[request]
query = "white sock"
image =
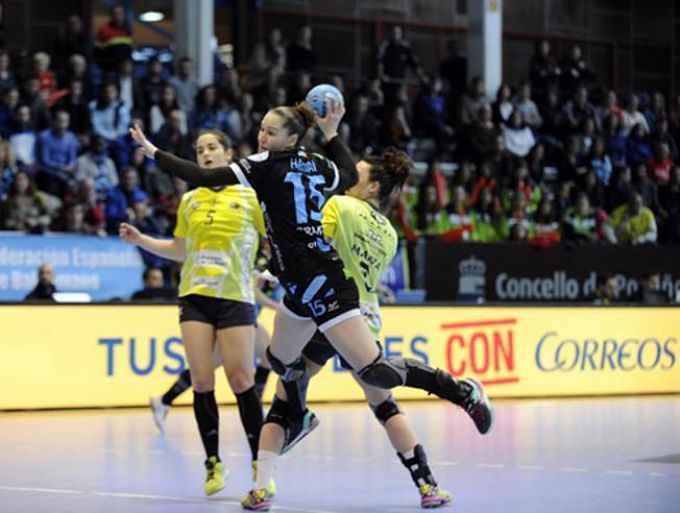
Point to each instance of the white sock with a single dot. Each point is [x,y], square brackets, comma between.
[266,462]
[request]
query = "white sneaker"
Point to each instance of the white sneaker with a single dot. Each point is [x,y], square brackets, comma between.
[159,411]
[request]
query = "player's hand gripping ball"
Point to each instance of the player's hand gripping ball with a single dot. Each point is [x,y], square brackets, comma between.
[317,94]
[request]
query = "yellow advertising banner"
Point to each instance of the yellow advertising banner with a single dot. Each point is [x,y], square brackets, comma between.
[87,356]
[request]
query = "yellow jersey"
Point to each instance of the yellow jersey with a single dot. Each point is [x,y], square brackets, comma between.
[221,228]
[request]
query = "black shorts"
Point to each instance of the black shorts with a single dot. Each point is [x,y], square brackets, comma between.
[320,350]
[326,299]
[220,313]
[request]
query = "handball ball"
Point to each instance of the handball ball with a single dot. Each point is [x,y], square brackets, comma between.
[317,94]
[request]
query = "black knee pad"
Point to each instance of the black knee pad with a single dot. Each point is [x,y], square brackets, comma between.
[290,372]
[278,413]
[386,410]
[383,374]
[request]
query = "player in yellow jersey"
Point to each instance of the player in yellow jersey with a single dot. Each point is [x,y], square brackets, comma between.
[367,242]
[216,236]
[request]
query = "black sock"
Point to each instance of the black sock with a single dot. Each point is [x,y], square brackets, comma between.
[250,409]
[418,468]
[181,385]
[261,375]
[208,420]
[435,381]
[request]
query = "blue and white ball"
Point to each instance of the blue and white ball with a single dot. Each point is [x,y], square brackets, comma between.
[317,94]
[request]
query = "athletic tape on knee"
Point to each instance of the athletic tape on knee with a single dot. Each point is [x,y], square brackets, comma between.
[383,374]
[278,413]
[386,409]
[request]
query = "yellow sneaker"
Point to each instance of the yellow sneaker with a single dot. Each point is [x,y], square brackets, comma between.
[215,477]
[271,487]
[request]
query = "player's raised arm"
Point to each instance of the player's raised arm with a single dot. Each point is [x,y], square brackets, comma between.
[184,169]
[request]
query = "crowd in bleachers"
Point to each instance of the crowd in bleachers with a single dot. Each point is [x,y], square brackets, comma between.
[558,157]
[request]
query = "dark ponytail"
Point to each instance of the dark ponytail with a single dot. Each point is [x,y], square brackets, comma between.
[390,170]
[298,119]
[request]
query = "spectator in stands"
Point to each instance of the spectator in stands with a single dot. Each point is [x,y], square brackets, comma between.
[661,135]
[25,209]
[96,165]
[160,112]
[113,42]
[23,139]
[7,80]
[660,164]
[527,108]
[120,200]
[430,114]
[110,116]
[154,287]
[44,289]
[615,141]
[47,82]
[72,39]
[669,216]
[579,223]
[609,108]
[185,84]
[267,55]
[57,153]
[76,105]
[578,110]
[300,56]
[173,137]
[502,108]
[575,71]
[647,188]
[395,58]
[363,127]
[638,149]
[473,102]
[8,169]
[544,71]
[600,162]
[519,139]
[632,116]
[633,223]
[649,291]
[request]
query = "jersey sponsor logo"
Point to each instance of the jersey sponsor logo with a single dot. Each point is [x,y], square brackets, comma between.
[302,165]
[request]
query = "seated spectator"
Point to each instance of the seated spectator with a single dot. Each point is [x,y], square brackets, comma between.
[632,116]
[96,165]
[23,138]
[121,199]
[615,142]
[25,209]
[546,228]
[544,72]
[575,71]
[154,287]
[110,116]
[173,137]
[519,139]
[502,108]
[527,108]
[660,164]
[185,84]
[57,150]
[44,289]
[8,169]
[633,223]
[76,105]
[579,223]
[600,162]
[578,109]
[638,149]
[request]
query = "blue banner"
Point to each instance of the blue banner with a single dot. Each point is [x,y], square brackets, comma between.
[104,268]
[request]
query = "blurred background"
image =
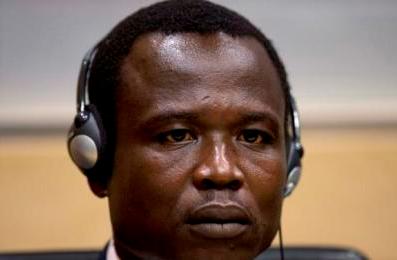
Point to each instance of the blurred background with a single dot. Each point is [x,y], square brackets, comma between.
[341,57]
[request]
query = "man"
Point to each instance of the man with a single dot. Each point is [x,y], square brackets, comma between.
[182,125]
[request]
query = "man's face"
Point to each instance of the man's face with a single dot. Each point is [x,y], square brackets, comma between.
[200,151]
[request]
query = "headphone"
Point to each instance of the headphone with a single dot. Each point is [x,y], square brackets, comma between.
[86,136]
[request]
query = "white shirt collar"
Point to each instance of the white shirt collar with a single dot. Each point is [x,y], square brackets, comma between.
[111,252]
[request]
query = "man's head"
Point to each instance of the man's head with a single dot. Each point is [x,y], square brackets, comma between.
[193,100]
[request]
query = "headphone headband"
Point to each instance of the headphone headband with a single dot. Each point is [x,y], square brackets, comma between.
[86,137]
[83,99]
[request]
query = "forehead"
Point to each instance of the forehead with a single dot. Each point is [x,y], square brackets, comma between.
[160,69]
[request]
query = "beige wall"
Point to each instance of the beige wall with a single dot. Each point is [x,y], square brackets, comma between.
[346,196]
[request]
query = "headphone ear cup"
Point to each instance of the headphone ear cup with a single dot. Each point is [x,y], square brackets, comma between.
[85,144]
[294,167]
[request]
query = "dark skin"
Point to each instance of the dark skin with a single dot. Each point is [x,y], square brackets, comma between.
[200,161]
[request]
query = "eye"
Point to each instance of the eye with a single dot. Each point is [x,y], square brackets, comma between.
[254,136]
[176,136]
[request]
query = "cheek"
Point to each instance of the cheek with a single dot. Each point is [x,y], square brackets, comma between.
[265,180]
[145,188]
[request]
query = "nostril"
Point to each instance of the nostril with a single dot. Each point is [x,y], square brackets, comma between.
[234,185]
[207,184]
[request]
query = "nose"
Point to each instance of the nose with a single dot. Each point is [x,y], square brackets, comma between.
[218,169]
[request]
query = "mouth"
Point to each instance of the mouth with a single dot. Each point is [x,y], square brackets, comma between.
[219,221]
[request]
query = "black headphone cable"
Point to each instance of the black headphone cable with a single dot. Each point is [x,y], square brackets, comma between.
[280,239]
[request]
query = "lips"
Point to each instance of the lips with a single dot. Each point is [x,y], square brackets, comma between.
[219,221]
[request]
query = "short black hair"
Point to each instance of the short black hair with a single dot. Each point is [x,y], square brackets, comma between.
[168,17]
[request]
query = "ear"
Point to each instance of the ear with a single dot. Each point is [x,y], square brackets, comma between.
[98,188]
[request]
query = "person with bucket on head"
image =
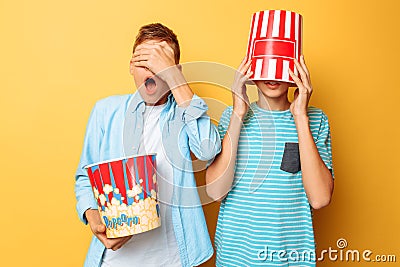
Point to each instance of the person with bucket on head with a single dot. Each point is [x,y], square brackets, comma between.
[276,162]
[163,118]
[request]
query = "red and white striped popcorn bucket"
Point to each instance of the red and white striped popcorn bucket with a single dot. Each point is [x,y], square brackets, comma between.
[275,39]
[126,191]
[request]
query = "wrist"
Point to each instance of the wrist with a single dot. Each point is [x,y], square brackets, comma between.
[239,114]
[301,120]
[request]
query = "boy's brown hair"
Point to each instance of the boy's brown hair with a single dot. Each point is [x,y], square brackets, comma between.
[157,31]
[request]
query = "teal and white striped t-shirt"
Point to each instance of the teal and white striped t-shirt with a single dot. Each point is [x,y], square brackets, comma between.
[266,219]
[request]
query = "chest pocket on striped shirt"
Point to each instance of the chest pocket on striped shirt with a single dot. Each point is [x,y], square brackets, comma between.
[291,158]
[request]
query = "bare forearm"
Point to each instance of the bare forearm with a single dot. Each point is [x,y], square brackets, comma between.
[317,179]
[179,87]
[219,175]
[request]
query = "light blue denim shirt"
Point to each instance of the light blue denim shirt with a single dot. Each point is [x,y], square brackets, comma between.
[114,130]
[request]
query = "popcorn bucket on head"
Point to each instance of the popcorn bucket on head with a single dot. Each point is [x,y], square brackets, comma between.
[275,39]
[126,193]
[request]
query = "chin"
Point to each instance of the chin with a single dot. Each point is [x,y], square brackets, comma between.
[153,91]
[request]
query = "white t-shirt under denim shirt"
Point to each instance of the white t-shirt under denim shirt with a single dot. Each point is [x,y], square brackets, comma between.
[156,247]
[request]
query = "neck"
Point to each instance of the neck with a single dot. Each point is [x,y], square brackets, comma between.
[161,101]
[279,104]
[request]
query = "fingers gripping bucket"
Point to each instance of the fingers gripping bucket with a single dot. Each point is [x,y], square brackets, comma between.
[275,39]
[126,193]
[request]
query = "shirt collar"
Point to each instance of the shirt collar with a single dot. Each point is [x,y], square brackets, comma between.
[137,102]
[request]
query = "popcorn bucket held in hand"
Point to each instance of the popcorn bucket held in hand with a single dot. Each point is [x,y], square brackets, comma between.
[275,39]
[126,193]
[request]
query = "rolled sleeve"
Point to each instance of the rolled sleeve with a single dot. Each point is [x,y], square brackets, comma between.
[90,154]
[204,140]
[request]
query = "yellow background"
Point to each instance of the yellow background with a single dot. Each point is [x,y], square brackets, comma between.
[59,57]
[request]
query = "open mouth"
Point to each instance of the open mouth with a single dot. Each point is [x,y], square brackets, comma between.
[150,85]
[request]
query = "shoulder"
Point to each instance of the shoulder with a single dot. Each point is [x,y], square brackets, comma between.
[316,114]
[226,114]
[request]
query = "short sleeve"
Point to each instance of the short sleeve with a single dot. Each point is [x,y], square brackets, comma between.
[224,122]
[323,143]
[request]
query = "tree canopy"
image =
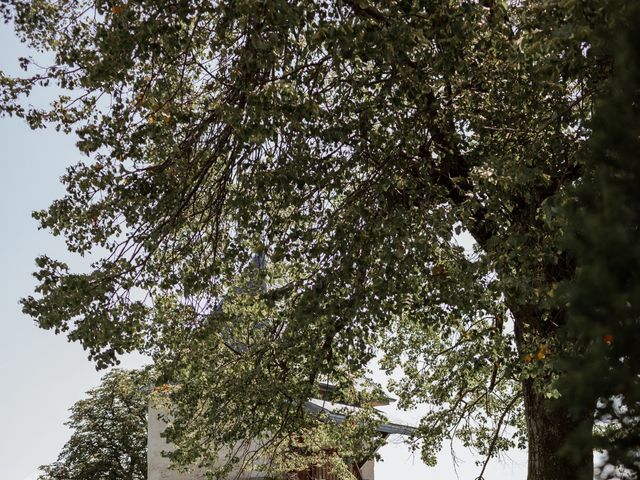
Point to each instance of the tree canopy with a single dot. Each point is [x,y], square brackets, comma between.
[109,432]
[280,188]
[603,233]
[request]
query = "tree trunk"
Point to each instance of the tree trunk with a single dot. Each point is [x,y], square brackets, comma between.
[548,427]
[550,423]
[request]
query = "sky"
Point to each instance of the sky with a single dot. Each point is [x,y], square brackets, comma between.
[42,374]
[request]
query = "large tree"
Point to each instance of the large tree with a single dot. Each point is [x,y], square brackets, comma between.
[603,232]
[109,432]
[279,188]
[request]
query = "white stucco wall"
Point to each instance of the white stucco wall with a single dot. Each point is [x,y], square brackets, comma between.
[158,466]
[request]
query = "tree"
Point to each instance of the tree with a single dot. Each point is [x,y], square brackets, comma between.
[109,439]
[603,232]
[345,144]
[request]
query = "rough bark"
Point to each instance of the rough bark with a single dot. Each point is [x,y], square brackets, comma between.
[548,427]
[550,423]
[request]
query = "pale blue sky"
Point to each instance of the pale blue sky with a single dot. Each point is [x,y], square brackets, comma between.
[41,374]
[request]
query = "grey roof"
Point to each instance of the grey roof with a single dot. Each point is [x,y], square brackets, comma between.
[383,427]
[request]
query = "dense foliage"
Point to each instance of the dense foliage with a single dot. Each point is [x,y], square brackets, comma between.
[109,432]
[280,188]
[604,233]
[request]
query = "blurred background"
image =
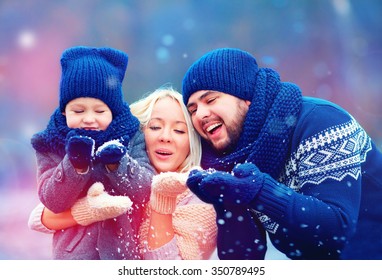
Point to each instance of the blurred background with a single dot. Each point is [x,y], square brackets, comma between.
[330,48]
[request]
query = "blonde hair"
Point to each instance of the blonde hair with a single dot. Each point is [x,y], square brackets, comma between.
[143,109]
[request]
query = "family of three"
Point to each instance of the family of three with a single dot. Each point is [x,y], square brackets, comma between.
[237,156]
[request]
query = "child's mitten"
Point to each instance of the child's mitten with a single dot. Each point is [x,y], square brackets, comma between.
[111,152]
[80,150]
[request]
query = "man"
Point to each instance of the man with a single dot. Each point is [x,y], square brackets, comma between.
[300,168]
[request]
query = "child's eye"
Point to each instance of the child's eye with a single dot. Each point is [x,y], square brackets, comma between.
[211,100]
[153,127]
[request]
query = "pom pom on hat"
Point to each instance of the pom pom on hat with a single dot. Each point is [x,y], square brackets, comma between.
[227,70]
[93,72]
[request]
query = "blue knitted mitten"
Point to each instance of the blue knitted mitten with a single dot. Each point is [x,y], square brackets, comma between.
[80,150]
[110,152]
[237,188]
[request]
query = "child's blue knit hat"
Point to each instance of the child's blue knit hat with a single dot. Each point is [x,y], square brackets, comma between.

REQUEST | Which lines of the data contain the word "nose"? List every one of them, treating case as significant.

EXERCISE OUTPUT |
query = "nose"
Point to each instance of the nose with a single dot. Each point is [x,y], square brackets, comma between.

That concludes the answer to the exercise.